-- Data shown start --

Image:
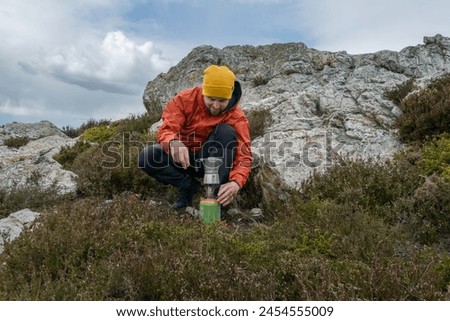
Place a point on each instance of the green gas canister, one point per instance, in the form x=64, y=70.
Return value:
x=209, y=210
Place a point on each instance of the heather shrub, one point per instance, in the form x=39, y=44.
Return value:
x=436, y=156
x=123, y=250
x=99, y=134
x=16, y=142
x=426, y=113
x=67, y=154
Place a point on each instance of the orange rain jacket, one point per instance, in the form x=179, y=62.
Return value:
x=187, y=119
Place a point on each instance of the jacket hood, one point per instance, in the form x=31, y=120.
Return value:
x=235, y=97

-- Data shown end --

## What you have to do
Rewrite all the records above with "Return value" swapped for "Output" everywhere it appears, keeping every other line the same. Leave out the pictures.

## Result
Image:
Place a point on each instance of the green gas canister, one point per instance, in the form x=64, y=70.
Output:
x=209, y=210
Place a point on each instance of the heather shrub, one point per instance, in the form x=39, y=44.
Output:
x=436, y=156
x=123, y=250
x=99, y=134
x=16, y=142
x=426, y=113
x=67, y=154
Place a point on each instance of the orange rain jacket, one point per instance, in the form x=179, y=62.
Output:
x=187, y=119
Place a point on each instance of the jacket hood, one point per instance, in the form x=31, y=120.
Output:
x=235, y=97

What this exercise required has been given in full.